EXERCISE REQUIREMENTS | In the records below, which lines include "positive"? Copy them.

*** Opening of THE DATA ***

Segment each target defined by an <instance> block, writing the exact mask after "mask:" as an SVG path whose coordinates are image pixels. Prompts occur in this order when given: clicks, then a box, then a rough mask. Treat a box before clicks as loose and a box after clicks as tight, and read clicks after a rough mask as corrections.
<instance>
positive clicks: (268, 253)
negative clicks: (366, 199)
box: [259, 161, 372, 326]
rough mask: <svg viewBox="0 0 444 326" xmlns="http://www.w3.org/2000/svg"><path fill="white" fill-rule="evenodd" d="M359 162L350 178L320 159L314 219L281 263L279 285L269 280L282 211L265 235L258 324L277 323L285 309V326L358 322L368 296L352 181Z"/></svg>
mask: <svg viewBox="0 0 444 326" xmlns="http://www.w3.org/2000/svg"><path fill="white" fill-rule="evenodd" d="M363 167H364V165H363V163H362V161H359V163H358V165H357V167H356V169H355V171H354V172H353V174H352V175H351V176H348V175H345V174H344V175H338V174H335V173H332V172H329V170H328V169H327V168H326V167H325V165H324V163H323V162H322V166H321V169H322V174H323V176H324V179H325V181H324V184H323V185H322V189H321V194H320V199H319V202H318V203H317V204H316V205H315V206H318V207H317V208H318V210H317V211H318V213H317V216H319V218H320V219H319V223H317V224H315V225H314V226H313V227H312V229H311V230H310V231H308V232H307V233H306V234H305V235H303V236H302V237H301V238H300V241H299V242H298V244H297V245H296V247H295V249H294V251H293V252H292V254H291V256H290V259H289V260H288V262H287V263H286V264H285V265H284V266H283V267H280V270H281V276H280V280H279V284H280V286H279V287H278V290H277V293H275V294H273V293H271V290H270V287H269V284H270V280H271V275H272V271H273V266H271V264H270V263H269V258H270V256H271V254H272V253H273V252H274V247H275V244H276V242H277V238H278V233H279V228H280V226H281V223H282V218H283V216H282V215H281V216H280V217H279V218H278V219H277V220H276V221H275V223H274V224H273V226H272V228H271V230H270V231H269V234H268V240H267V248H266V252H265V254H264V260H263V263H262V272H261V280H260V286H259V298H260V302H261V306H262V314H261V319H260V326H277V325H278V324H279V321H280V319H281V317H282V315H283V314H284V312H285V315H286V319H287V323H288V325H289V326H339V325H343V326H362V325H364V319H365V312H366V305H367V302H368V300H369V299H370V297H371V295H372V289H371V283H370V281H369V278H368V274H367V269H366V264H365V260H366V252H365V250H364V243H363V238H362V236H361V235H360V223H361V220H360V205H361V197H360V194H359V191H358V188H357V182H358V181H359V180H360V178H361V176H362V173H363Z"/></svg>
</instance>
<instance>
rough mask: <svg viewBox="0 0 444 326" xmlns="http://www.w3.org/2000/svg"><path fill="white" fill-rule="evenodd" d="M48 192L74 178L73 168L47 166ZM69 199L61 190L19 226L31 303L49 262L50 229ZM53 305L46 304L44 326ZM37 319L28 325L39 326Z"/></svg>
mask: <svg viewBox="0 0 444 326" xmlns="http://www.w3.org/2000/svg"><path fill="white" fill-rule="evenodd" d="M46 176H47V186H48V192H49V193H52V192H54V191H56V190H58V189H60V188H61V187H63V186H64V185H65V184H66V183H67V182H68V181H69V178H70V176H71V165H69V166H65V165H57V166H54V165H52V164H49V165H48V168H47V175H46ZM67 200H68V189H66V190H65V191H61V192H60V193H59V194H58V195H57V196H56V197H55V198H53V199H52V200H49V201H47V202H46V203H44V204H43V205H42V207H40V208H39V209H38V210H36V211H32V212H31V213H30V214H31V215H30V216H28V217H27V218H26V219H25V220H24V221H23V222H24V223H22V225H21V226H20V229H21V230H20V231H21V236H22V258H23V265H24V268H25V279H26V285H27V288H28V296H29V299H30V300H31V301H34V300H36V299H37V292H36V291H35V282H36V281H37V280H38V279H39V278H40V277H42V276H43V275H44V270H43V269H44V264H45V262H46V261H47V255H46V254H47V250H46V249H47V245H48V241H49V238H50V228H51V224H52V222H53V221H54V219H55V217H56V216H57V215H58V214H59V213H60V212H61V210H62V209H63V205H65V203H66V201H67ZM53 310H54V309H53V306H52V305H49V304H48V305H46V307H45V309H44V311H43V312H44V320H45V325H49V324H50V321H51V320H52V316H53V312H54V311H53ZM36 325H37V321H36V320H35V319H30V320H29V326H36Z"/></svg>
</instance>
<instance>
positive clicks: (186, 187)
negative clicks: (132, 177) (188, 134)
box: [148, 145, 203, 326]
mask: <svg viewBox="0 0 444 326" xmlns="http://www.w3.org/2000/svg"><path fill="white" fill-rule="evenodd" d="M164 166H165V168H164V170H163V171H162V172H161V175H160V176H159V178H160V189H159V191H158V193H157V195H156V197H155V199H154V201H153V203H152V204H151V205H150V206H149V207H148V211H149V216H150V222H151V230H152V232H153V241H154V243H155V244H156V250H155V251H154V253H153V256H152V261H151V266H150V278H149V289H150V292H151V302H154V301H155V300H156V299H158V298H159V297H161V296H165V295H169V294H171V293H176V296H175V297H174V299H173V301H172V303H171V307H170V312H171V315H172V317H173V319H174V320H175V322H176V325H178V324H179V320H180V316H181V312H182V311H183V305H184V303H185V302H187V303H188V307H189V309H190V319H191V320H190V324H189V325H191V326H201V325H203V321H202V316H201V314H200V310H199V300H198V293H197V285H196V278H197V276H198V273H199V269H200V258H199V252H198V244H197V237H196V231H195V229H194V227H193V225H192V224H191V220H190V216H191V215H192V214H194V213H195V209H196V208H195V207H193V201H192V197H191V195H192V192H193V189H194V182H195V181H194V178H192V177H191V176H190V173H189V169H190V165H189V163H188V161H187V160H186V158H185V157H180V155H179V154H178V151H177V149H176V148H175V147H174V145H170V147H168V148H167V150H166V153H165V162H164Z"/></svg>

*** Close of THE DATA ***

TASK SOLUTION |
positive clicks: (268, 253)
positive clicks: (186, 187)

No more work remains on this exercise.